■ Data listing
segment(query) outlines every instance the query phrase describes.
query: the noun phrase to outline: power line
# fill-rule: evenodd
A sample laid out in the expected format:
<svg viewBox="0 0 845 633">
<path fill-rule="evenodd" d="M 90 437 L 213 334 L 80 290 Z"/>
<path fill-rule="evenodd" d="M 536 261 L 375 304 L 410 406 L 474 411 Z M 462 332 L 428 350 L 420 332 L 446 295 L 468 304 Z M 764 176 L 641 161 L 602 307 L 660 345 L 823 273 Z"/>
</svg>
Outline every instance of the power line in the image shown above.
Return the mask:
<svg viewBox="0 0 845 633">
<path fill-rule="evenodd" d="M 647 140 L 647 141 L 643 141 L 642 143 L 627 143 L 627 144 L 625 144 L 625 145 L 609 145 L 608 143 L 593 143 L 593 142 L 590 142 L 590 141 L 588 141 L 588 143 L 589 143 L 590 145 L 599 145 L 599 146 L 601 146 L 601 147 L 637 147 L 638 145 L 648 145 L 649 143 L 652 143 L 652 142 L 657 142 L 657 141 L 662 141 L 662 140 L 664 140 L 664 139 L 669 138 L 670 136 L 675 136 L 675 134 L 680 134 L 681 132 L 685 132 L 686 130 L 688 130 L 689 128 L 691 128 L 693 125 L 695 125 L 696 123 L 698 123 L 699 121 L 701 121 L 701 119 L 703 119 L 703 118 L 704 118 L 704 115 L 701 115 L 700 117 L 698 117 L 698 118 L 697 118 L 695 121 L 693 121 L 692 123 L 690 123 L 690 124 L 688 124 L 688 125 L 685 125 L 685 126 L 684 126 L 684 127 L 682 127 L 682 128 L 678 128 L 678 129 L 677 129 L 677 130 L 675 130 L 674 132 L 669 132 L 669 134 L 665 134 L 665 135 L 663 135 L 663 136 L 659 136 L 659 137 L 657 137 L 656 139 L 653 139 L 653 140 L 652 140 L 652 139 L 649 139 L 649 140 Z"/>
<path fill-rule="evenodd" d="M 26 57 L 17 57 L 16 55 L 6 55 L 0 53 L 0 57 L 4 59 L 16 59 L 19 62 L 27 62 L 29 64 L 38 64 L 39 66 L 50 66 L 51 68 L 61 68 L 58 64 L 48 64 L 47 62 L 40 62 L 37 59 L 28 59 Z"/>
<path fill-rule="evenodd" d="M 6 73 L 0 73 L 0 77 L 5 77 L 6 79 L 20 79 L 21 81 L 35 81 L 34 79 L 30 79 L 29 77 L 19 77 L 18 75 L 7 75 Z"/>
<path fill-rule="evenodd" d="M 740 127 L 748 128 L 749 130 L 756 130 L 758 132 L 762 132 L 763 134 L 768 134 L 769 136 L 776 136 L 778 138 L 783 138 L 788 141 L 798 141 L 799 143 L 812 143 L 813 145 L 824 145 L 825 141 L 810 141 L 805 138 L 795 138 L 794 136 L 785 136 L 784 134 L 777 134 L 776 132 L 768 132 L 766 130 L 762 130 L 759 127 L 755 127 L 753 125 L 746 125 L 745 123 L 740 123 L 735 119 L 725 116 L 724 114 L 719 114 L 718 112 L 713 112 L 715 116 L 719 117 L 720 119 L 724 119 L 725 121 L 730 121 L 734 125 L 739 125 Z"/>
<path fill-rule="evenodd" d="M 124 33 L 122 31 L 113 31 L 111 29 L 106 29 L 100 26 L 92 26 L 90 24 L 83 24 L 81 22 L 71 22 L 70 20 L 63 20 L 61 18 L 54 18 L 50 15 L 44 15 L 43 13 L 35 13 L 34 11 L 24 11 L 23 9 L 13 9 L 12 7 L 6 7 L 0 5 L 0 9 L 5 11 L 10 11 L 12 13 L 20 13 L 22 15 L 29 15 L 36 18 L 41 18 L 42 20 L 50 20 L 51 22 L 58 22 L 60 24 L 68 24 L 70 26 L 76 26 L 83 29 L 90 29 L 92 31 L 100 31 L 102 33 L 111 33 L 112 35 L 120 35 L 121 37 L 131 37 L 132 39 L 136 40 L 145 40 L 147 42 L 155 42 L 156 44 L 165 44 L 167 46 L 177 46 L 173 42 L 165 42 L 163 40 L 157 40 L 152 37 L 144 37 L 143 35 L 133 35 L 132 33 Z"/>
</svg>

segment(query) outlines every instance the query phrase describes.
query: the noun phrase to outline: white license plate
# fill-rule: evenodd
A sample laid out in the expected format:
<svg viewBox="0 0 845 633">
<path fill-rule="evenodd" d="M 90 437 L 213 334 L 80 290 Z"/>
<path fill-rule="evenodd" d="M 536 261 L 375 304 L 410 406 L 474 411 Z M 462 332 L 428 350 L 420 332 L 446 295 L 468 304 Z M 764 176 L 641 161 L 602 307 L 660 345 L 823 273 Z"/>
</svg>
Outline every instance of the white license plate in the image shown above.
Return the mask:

■ Exercise
Reproduce the lines above. Leave each one as it is.

■ The answer
segment(query) outlines every instance the query phrase describes.
query: the noun phrase to outline: power line
# fill-rule: evenodd
A sample laid out in the expected format:
<svg viewBox="0 0 845 633">
<path fill-rule="evenodd" d="M 90 437 L 213 334 L 80 290 Z"/>
<path fill-rule="evenodd" d="M 536 261 L 375 304 L 410 406 L 474 411 Z M 462 332 L 428 350 L 420 332 L 446 295 L 468 304 Z M 764 176 L 641 161 L 602 307 L 660 345 L 823 273 Z"/>
</svg>
Outline every instance of the power line in the image shown above.
Return the mask:
<svg viewBox="0 0 845 633">
<path fill-rule="evenodd" d="M 647 140 L 647 141 L 643 141 L 642 143 L 627 143 L 627 144 L 625 144 L 625 145 L 609 145 L 608 143 L 593 143 L 593 142 L 590 142 L 590 141 L 588 141 L 588 143 L 589 143 L 590 145 L 599 145 L 599 146 L 601 146 L 601 147 L 637 147 L 638 145 L 648 145 L 649 143 L 652 143 L 652 142 L 657 142 L 657 141 L 662 141 L 662 140 L 664 140 L 664 139 L 669 138 L 670 136 L 675 136 L 675 134 L 680 134 L 681 132 L 685 132 L 686 130 L 688 130 L 689 128 L 691 128 L 693 125 L 695 125 L 696 123 L 698 123 L 699 121 L 701 121 L 701 119 L 703 119 L 703 118 L 704 118 L 704 115 L 701 115 L 700 117 L 698 117 L 698 118 L 697 118 L 695 121 L 693 121 L 692 123 L 690 123 L 690 124 L 688 124 L 688 125 L 685 125 L 685 126 L 684 126 L 684 127 L 682 127 L 682 128 L 678 128 L 678 129 L 677 129 L 677 130 L 675 130 L 674 132 L 669 132 L 669 134 L 665 134 L 665 135 L 663 135 L 663 136 L 659 136 L 659 137 L 657 137 L 656 139 L 653 139 L 653 140 L 652 140 L 652 139 L 649 139 L 649 140 Z"/>
<path fill-rule="evenodd" d="M 26 57 L 17 57 L 16 55 L 6 55 L 0 53 L 0 57 L 4 59 L 16 59 L 19 62 L 27 62 L 29 64 L 38 64 L 39 66 L 50 66 L 51 68 L 61 68 L 58 64 L 48 64 L 47 62 L 40 62 L 37 59 L 28 59 Z"/>
<path fill-rule="evenodd" d="M 6 73 L 0 73 L 0 77 L 5 77 L 6 79 L 20 79 L 21 81 L 35 81 L 34 79 L 30 79 L 29 77 L 19 77 L 18 75 L 7 75 Z"/>
<path fill-rule="evenodd" d="M 740 127 L 748 128 L 749 130 L 756 130 L 758 132 L 762 132 L 763 134 L 768 134 L 769 136 L 776 136 L 778 138 L 783 138 L 788 141 L 798 141 L 799 143 L 812 143 L 813 145 L 824 145 L 825 141 L 810 141 L 805 138 L 795 138 L 794 136 L 785 136 L 784 134 L 777 134 L 776 132 L 768 132 L 766 130 L 762 130 L 759 127 L 755 127 L 753 125 L 746 125 L 745 123 L 740 123 L 735 119 L 725 116 L 724 114 L 719 114 L 718 112 L 713 112 L 715 116 L 719 117 L 720 119 L 724 119 L 725 121 L 730 121 L 734 125 L 739 125 Z"/>
<path fill-rule="evenodd" d="M 124 33 L 122 31 L 113 31 L 111 29 L 106 29 L 100 26 L 92 26 L 90 24 L 83 24 L 81 22 L 71 22 L 70 20 L 63 20 L 61 18 L 54 18 L 50 15 L 44 15 L 43 13 L 35 13 L 34 11 L 24 11 L 23 9 L 13 9 L 12 7 L 6 7 L 0 5 L 0 9 L 5 11 L 10 11 L 12 13 L 20 13 L 22 15 L 29 15 L 36 18 L 41 18 L 42 20 L 50 20 L 51 22 L 58 22 L 60 24 L 68 24 L 70 26 L 76 26 L 83 29 L 90 29 L 92 31 L 100 31 L 102 33 L 111 33 L 112 35 L 120 35 L 121 37 L 131 37 L 132 39 L 136 40 L 145 40 L 147 42 L 155 42 L 156 44 L 165 44 L 167 46 L 177 46 L 173 42 L 165 42 L 163 40 L 157 40 L 152 37 L 144 37 L 143 35 L 133 35 L 132 33 Z"/>
</svg>

segment(query) outlines every instance the query phrase describes.
query: the noun phrase to outline: white license plate
# fill-rule: evenodd
A sample laid out in the expected format:
<svg viewBox="0 0 845 633">
<path fill-rule="evenodd" d="M 90 437 L 213 334 L 80 290 Z"/>
<path fill-rule="evenodd" d="M 536 261 L 375 304 L 410 406 L 474 411 Z M 462 332 L 428 350 L 420 332 L 446 295 L 468 304 Z M 764 176 L 641 161 L 602 307 L 660 345 L 823 273 Z"/>
</svg>
Outline every instance of the white license plate in the image shown above.
Return the mask:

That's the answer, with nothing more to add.